企業の組織マネジメントにおける重要な資質のひとつとして、誠実さや正直さ、倫理的な行動を意味する「インテグリティ(integrity)」という言葉が注目を集めつつあります。特に組織のリーダーや管理職に必要な資質とされていますが、なぜ今、組織マネジメントにインテグリティが求められているのでしょうか。
この記事では、インテグリティという言葉の定義から組織における重要性、インテグリティを身につける方法や企業経営に取り入れている事例までご紹介します。

インテグリティ(integrity)とは?
インテグリティとは、誠実・真摯・高潔といった意味を持つ言葉です。企業経営や組織マネジメントの領域では特に、トップやリーダー、管理職に求められる重要な資質・価値観である「誠実さ」を表す用語として使われています。
インテグリティは、主に欧米の企業において、経営方針や従業員の行動指針として頻繁に用いられている概念です。近年は日本においてもインテグリティの重要性が評価され、さまざまな企業で取り入れられるようになりました。

◆ 課題の目的: インテグリティを解説した上の文章の続きを、最後の一文の直後から書いてください。

◆ データ抜粋:
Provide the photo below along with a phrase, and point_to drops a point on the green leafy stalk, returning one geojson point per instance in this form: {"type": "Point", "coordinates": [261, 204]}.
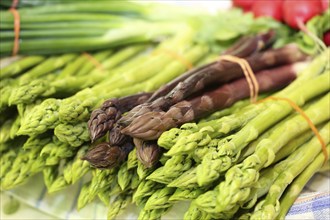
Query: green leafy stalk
{"type": "Point", "coordinates": [145, 188]}
{"type": "Point", "coordinates": [77, 168]}
{"type": "Point", "coordinates": [291, 194]}
{"type": "Point", "coordinates": [124, 176]}
{"type": "Point", "coordinates": [186, 194]}
{"type": "Point", "coordinates": [269, 208]}
{"type": "Point", "coordinates": [74, 135]}
{"type": "Point", "coordinates": [230, 148]}
{"type": "Point", "coordinates": [118, 205]}
{"type": "Point", "coordinates": [78, 108]}
{"type": "Point", "coordinates": [132, 160]}
{"type": "Point", "coordinates": [194, 213]}
{"type": "Point", "coordinates": [242, 177]}
{"type": "Point", "coordinates": [154, 214]}
{"type": "Point", "coordinates": [215, 128]}
{"type": "Point", "coordinates": [19, 66]}
{"type": "Point", "coordinates": [173, 168]}
{"type": "Point", "coordinates": [41, 118]}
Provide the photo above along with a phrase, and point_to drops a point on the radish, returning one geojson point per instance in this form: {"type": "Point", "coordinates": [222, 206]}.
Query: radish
{"type": "Point", "coordinates": [299, 12]}
{"type": "Point", "coordinates": [270, 8]}
{"type": "Point", "coordinates": [326, 38]}
{"type": "Point", "coordinates": [246, 5]}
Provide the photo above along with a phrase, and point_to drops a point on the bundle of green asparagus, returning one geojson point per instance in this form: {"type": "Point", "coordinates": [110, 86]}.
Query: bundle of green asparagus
{"type": "Point", "coordinates": [78, 26]}
{"type": "Point", "coordinates": [238, 163]}
{"type": "Point", "coordinates": [47, 100]}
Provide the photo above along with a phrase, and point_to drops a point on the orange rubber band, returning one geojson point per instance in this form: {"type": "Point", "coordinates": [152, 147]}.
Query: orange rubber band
{"type": "Point", "coordinates": [309, 121]}
{"type": "Point", "coordinates": [17, 25]}
{"type": "Point", "coordinates": [176, 56]}
{"type": "Point", "coordinates": [94, 61]}
{"type": "Point", "coordinates": [248, 73]}
{"type": "Point", "coordinates": [14, 3]}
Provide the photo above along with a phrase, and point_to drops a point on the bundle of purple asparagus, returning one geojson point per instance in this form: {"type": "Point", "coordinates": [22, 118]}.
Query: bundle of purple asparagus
{"type": "Point", "coordinates": [191, 96]}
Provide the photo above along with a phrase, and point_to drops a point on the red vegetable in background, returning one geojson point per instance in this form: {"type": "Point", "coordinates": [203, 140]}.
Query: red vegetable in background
{"type": "Point", "coordinates": [244, 4]}
{"type": "Point", "coordinates": [268, 8]}
{"type": "Point", "coordinates": [300, 11]}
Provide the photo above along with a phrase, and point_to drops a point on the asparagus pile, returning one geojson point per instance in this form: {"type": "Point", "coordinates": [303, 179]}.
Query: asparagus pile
{"type": "Point", "coordinates": [77, 26]}
{"type": "Point", "coordinates": [48, 96]}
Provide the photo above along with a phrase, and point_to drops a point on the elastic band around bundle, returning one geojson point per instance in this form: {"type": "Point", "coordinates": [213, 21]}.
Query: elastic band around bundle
{"type": "Point", "coordinates": [94, 61]}
{"type": "Point", "coordinates": [176, 56]}
{"type": "Point", "coordinates": [248, 73]}
{"type": "Point", "coordinates": [309, 121]}
{"type": "Point", "coordinates": [17, 25]}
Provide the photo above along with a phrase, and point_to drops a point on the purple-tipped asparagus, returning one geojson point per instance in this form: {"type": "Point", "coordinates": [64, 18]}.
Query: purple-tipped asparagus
{"type": "Point", "coordinates": [244, 47]}
{"type": "Point", "coordinates": [151, 125]}
{"type": "Point", "coordinates": [103, 119]}
{"type": "Point", "coordinates": [218, 73]}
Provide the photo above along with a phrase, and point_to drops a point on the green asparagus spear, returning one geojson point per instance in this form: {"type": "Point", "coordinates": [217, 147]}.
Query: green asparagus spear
{"type": "Point", "coordinates": [74, 107]}
{"type": "Point", "coordinates": [49, 65]}
{"type": "Point", "coordinates": [230, 148]}
{"type": "Point", "coordinates": [186, 194]}
{"type": "Point", "coordinates": [5, 130]}
{"type": "Point", "coordinates": [118, 205]}
{"type": "Point", "coordinates": [173, 168]}
{"type": "Point", "coordinates": [145, 188]}
{"type": "Point", "coordinates": [50, 173]}
{"type": "Point", "coordinates": [75, 135]}
{"type": "Point", "coordinates": [240, 178]}
{"type": "Point", "coordinates": [132, 160]}
{"type": "Point", "coordinates": [194, 213]}
{"type": "Point", "coordinates": [41, 118]}
{"type": "Point", "coordinates": [17, 67]}
{"type": "Point", "coordinates": [78, 168]}
{"type": "Point", "coordinates": [6, 161]}
{"type": "Point", "coordinates": [154, 214]}
{"type": "Point", "coordinates": [83, 196]}
{"type": "Point", "coordinates": [269, 207]}
{"type": "Point", "coordinates": [124, 176]}
{"type": "Point", "coordinates": [298, 184]}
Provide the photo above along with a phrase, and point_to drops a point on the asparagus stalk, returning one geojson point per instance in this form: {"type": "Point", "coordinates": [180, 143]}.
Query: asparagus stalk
{"type": "Point", "coordinates": [73, 108]}
{"type": "Point", "coordinates": [132, 160]}
{"type": "Point", "coordinates": [145, 188]}
{"type": "Point", "coordinates": [229, 148]}
{"type": "Point", "coordinates": [41, 118]}
{"type": "Point", "coordinates": [160, 199]}
{"type": "Point", "coordinates": [150, 125]}
{"type": "Point", "coordinates": [124, 176]}
{"type": "Point", "coordinates": [185, 194]}
{"type": "Point", "coordinates": [147, 152]}
{"type": "Point", "coordinates": [47, 66]}
{"type": "Point", "coordinates": [194, 213]}
{"type": "Point", "coordinates": [7, 159]}
{"type": "Point", "coordinates": [173, 168]}
{"type": "Point", "coordinates": [220, 72]}
{"type": "Point", "coordinates": [118, 205]}
{"type": "Point", "coordinates": [106, 156]}
{"type": "Point", "coordinates": [74, 135]}
{"type": "Point", "coordinates": [154, 214]}
{"type": "Point", "coordinates": [242, 48]}
{"type": "Point", "coordinates": [19, 66]}
{"type": "Point", "coordinates": [291, 194]}
{"type": "Point", "coordinates": [236, 189]}
{"type": "Point", "coordinates": [78, 167]}
{"type": "Point", "coordinates": [103, 119]}
{"type": "Point", "coordinates": [5, 130]}
{"type": "Point", "coordinates": [269, 207]}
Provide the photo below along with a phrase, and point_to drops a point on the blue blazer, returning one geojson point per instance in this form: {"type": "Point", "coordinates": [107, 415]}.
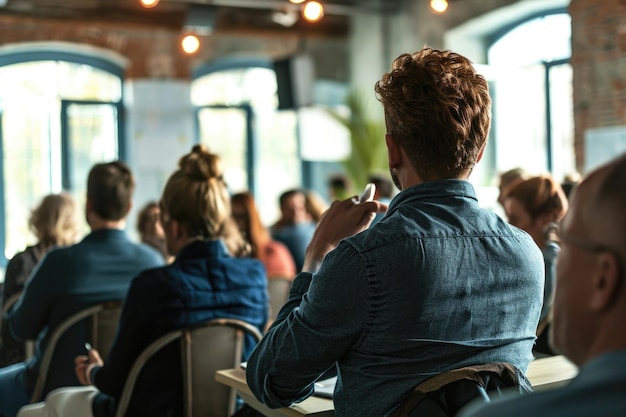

◆ 解答例:
インテグリティとコンプライアンスとの違い
インテグリティと密接な関係のある概念に「コンプライアンス」があります。コンプライアンスは多くの企業において頻繁に使用されている言葉で、「法律や社会的通年、企業のルールなどを守る」といった意味合いを持っています。
インテグリティとコンプライアンスとの大きな違いは、行動に対する積極性や自主性です。コンプライアンスは「定められたルールを守る」「不祥事を起こさない」という消極的・他律的な考え方を持っています。それに対して、インテグリティは「自主的によい行動を心がけ、企業や社会に貢献する」という積極的・自立的な要素があります。
誠実さのある企業・従業員でなければ、ルールを守り続けるのは難しいでしょう。つまり、コンプライアンス遵守のためには、インテグリティのある状態が必要だと言い換えることもできます。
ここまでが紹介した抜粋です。